Provided text ::
•••
I have a global variable searchList that is an array of various query strings -- some are in the sheet, some are not.

I ran testit on a trigger to run every minute. After 152 iterations I had 38 batches. Looking at the result, this is what I see for each method:

| Method  | Minimum Seconds | Maximum Seconds | Average Seconds |
|---------|-----------------|-----------------|-----------------|
| method1 |            8.24 |           36.94 |           11.86 |
| method2 |            9.93 |           23.38 |           14.09 |
| method3 |            1.92 |            5.48 |            3.06 |
| method4 |            2.20 |           11.14 |            3.36 |

So it appears that, at least for my data-set, is using Google visualization query is the fastest.

Noah answered 24/6, 2019 at 13:34 Comment(9)
•••
Dataset excerpts ::
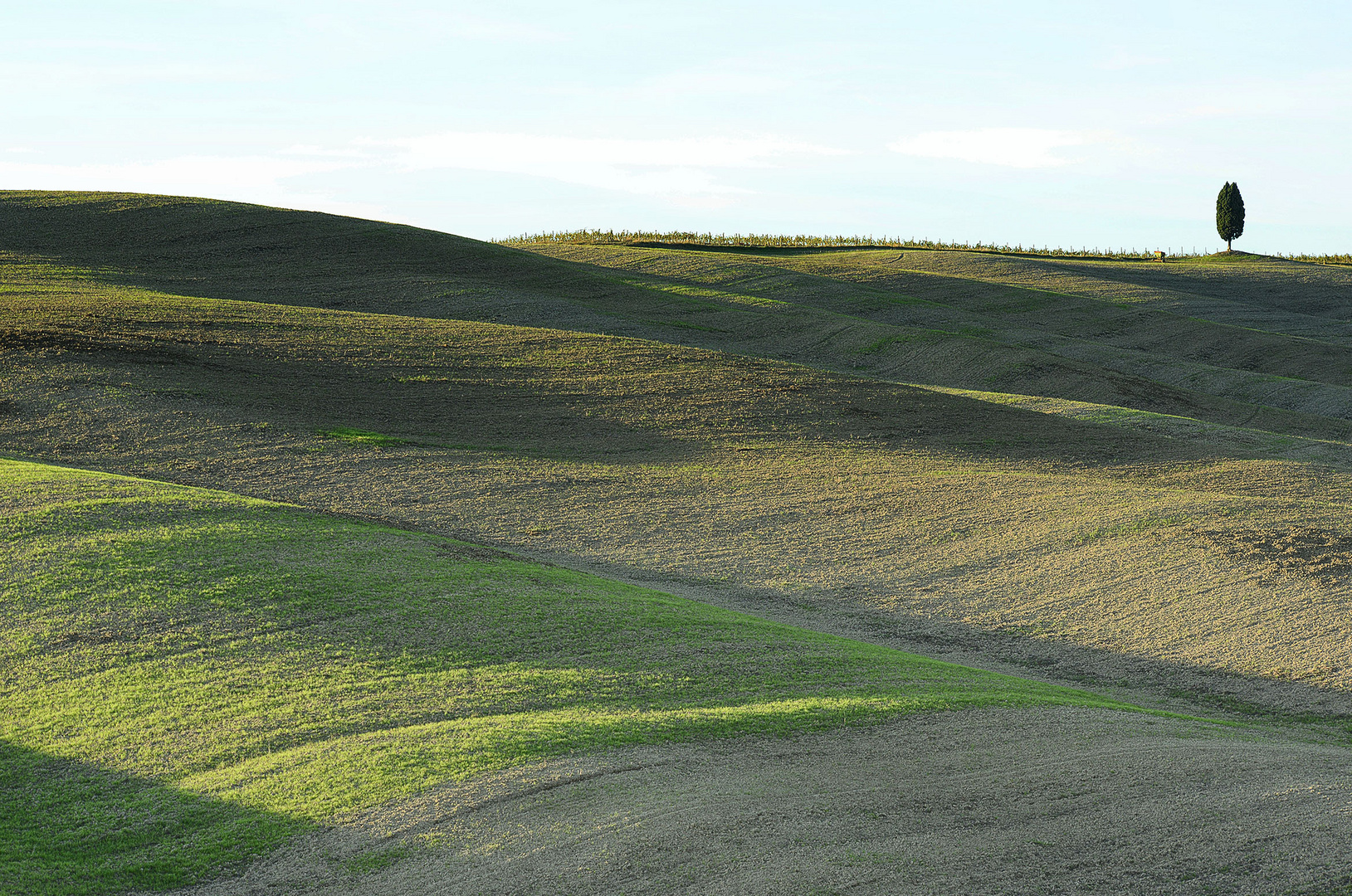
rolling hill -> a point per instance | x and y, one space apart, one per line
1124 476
•••
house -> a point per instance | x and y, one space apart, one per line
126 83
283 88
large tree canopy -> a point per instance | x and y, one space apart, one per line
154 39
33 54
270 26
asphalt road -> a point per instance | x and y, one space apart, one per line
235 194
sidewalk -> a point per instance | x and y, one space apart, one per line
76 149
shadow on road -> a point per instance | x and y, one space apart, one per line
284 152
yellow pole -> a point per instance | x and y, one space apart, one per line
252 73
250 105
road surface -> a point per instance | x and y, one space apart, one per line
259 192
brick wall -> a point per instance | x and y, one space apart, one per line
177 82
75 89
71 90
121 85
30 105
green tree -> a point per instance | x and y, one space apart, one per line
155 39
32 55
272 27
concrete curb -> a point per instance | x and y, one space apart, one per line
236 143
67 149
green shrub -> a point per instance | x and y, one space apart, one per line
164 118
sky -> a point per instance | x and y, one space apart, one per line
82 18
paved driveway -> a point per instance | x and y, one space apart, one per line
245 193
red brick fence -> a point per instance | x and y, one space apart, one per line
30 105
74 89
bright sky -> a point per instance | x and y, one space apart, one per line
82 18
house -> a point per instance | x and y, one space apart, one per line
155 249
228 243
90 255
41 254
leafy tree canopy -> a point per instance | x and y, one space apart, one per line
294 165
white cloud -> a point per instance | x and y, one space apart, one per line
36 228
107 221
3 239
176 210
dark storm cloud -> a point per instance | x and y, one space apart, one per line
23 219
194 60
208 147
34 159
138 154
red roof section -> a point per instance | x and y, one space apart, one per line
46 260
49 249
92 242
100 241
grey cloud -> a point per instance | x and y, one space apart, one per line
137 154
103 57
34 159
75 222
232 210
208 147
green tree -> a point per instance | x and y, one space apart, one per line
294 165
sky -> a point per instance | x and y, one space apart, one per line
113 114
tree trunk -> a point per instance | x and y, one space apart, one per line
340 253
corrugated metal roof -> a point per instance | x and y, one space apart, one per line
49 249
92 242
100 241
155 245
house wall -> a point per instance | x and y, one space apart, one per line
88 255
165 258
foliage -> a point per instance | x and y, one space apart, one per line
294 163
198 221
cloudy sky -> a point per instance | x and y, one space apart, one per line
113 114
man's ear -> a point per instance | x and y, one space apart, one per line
•••
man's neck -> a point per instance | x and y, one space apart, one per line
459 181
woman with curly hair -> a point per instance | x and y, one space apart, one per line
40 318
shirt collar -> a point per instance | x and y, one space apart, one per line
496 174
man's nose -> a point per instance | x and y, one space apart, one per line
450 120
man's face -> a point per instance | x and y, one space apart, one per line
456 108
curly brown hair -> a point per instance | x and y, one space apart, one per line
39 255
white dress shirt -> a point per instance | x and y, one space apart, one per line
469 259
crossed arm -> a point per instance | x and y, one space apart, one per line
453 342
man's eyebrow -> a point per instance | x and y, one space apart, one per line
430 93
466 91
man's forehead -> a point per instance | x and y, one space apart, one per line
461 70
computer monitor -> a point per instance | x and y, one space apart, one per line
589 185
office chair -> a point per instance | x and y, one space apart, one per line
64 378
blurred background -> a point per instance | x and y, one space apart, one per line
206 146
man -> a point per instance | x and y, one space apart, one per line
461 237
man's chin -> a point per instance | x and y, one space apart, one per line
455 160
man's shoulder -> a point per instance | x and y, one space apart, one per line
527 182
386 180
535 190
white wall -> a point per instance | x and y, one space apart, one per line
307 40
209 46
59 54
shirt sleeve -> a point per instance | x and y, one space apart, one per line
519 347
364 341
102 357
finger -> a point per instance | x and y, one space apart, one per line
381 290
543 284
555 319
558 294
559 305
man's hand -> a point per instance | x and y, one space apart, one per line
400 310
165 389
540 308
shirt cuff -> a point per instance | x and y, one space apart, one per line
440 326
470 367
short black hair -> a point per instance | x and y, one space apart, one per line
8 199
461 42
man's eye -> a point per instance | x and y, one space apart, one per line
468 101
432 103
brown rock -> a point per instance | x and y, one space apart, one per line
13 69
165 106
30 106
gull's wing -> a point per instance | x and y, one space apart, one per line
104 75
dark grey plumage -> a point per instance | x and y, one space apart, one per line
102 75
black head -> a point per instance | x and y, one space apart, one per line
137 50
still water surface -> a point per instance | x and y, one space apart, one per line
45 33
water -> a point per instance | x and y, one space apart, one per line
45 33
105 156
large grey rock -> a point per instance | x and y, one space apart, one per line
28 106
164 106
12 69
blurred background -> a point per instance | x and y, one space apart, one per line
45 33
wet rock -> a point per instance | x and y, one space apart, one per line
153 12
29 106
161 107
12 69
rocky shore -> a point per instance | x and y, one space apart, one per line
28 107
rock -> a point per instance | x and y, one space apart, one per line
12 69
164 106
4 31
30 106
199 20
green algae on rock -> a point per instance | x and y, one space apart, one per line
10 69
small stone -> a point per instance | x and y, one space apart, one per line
•••
Transcribe the passage from the post comparing search methods, starting at the words "I have a global" and ending after "is the fastest.".

Solved exercise ::
I have a global variable searchList that is an array of various query strings -- some are in the sheet, some are not.

I ran testit on a trigger to run every minute. After 152 iterations I had 38 batches. Looking at the result, this is what I see for each method:

| Method  | Minimum Seconds | Maximum Seconds | Average Seconds |
|---------|-----------------|-----------------|-----------------|
| method1 |            8.24 |           36.94 |           11.86 |
| method2 |            9.93 |           23.38 |           14.09 |
| method3 |            1.92 |            5.48 |            3.06 |
| method4 |            2.20 |           11.14 |            3.36 |

So it appears that, at least for my data-set, is using Google visualization query is the fastest.